Instructions to follow = Rewrite the rows from the line with "# point at: gravel" through the end of the rows, keeping the requests and their sample coordinates unchanged. Scale every x and y coordinate in the answers by 0.45 and round to whole numbers, with halves rounded up.

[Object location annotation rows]
====
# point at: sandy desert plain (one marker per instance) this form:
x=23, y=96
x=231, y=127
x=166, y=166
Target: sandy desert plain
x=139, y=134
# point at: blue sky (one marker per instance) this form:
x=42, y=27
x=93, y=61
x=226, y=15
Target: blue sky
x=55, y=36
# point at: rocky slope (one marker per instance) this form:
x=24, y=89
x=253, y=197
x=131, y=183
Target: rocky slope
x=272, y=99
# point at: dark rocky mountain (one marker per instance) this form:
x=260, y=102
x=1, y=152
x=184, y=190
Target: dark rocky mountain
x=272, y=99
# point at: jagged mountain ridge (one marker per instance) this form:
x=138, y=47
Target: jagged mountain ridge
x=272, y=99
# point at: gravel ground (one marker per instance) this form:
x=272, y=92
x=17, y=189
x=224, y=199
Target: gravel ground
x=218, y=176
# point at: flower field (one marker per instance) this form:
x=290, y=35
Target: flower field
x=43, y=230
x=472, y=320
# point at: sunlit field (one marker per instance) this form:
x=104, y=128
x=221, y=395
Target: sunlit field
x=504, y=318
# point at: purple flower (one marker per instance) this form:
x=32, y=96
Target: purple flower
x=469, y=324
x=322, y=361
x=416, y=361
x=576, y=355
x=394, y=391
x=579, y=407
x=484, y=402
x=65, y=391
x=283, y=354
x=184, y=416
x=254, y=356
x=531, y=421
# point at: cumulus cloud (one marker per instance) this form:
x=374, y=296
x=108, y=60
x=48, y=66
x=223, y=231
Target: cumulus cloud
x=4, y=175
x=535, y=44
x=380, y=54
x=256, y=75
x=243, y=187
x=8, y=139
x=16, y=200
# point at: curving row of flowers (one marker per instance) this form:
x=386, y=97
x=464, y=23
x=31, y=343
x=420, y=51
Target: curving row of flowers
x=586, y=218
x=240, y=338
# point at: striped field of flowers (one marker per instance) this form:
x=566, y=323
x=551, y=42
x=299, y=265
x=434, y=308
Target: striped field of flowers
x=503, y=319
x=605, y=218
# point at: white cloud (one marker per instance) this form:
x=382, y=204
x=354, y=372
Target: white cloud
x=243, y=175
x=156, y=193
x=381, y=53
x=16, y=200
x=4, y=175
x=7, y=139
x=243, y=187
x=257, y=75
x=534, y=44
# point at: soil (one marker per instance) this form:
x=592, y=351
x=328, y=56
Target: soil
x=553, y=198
====
The response =
# point at: gravel ground (one marker per instance) this form:
x=272, y=92
x=17, y=189
x=224, y=199
Target: gravel ground
x=98, y=79
# point at: flower field (one marker per instance) this form:
x=290, y=35
Target: flower field
x=19, y=104
x=212, y=144
# point at: sunlit field (one marker per instance) this form:
x=104, y=128
x=221, y=395
Target: sunlit field
x=227, y=143
# point at: purple flower (one marker per instance) this form:
x=32, y=96
Target: purple flower
x=211, y=146
x=145, y=162
x=187, y=162
x=259, y=160
x=177, y=176
x=261, y=183
x=218, y=181
x=29, y=176
x=127, y=159
x=83, y=187
x=114, y=160
x=239, y=189
# point at: cumulus cloud (one marker per instance) this form:
x=374, y=296
x=108, y=60
x=48, y=66
x=223, y=231
Target: cumulus cloud
x=2, y=79
x=241, y=20
x=171, y=24
x=115, y=34
x=109, y=84
x=4, y=63
x=7, y=90
# point at: curving row of flowers (one marker per instance) this form:
x=386, y=97
x=464, y=23
x=31, y=343
x=420, y=51
Target: curving row of flowers
x=264, y=98
x=108, y=152
# point at: striped field of flowers (one marker per instance) this form:
x=566, y=323
x=551, y=42
x=299, y=265
x=434, y=308
Target: striped field of flowers
x=226, y=144
x=272, y=98
# point at: white cloud (one marker per instance) this form:
x=382, y=204
x=354, y=372
Target: white cloud
x=109, y=79
x=70, y=87
x=171, y=24
x=7, y=90
x=2, y=79
x=3, y=63
x=109, y=84
x=116, y=34
x=240, y=20
# point at: soil (one marker per instance) this form:
x=592, y=351
x=328, y=56
Target: soil
x=249, y=89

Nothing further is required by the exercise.